### [Exercise task 1]
Reproduce word for word the part of the redwood essay that opens with the words containing "Although there were" and closes with "feet in diameter.".
### [Exercise task 2]
In the redwood essay, rewrite the paragraph beginning "By my own forester-trained" as a short bulleted list that keeps its main facts.
### [Exercise task 3]
List every figure written in numerals in the redwood essay, noting what each one refers to.
-------- Passage provided --------
At the foot of a giant, I dug a little soil test hole a few days ago. I was in a remote stand of massive coast redwoods—one of the most northern great groves of the magnificent trees in the southern reaches of coastal Oregon. Clouds drifted through the treetops, and whitewater cascades poured over the steep and ever-verdant slopes.
High level winds caressed the feathery tops of the giants. There was only stillness on the forest floor. Occasional shafts of sunlight found their way to where we were, but those beams were few and far between.
The woods are lovely, dark and deep, as Robert Frost once wrote.
The trees were incredible, not only in sheer scale, but in our human reaction. I found it out-of-place to call out, or even speak loudly when in the ancient groves as if in some sacred hall of a cathedral. I recalled walking through the sanctuary of St. Patricks in New York. It wasn’t during a mass; it was on a weekday. Caryl and I just ascended the marble treads off 5th Avenue and stepped in through the massive oaken doors one winter day.
Although there were perhaps 40 sojourners in there, they all whispered or walked silently. It was like that in the redwoods. I wouldn’t quite call it reverence—it’s more like respect for the ancients. Coast redwoods bear the scientific name of Sequioa sempervirens. The last part says just what they are: always green, or alive. They are indeed ancient, when compared to our human existence. They can live for as much as 4000 years, and they are thought to be among the most massive organisms on Earth. Some specimens in California’s coastal forests exceed 370 feet tall and 22 feet in diameter.

By my own forester-trained geometric calculations on the volume of a tapered cylinder, the average tonnage of just one redwood tree in the forest Caryl and I were walking in was about 157 tons, about the same weight as 4 semi loads of solid rock. It’s a little unnerving when standing inside a burned out thin-looking shell of a tree at ground level, and the massive living tree still extends hundreds of feet above with all of that weight overhead.
I tried not to think about it.
-------- Source excerpt --------
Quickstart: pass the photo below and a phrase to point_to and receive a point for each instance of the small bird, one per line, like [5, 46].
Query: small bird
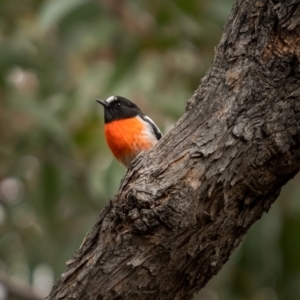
--------
### [Full answer 1]
Although there were perhaps 40 sojourners in there, they all whispered or walked silently. It was like that in the redwoods. I wouldn’t quite call it reverence—it’s more like respect for the ancients. Coast redwoods bear the scientific name of Sequioa sempervirens. The last part says just what they are: always green, or alive. They are indeed ancient, when compared to our human existence. They can live for as much as 4000 years, and they are thought to be among the most massive organisms on Earth. Some specimens in California’s coastal forests exceed 370 feet tall and 22 feet in diameter.

### [Full answer 2]
- The estimate comes from forester-trained geometric calculations on the volume of a tapered cylinder.
- An average redwood in the forest being walked in weighs about 157 tons.
- That equals roughly 4 semi loads of solid rock.
- Standing inside a burned-out, thin-looking shell of a tree at ground level is unnerving.
- The living tree still rises hundreds of feet above, with all that weight overhead.

### [Full answer 3]
- 5th: 5th Avenue in New York
- 40: the number of sojourners in St. Patricks
- 4000: the years a coast redwood can live
- 370: the height in feet that some California specimens exceed
- 22: the diameter in feet that some California specimens exceed
- 157: the average tonnage of one redwood in the forest being walked in
- 4: the number of semi loads of solid rock that weigh about the same as that tree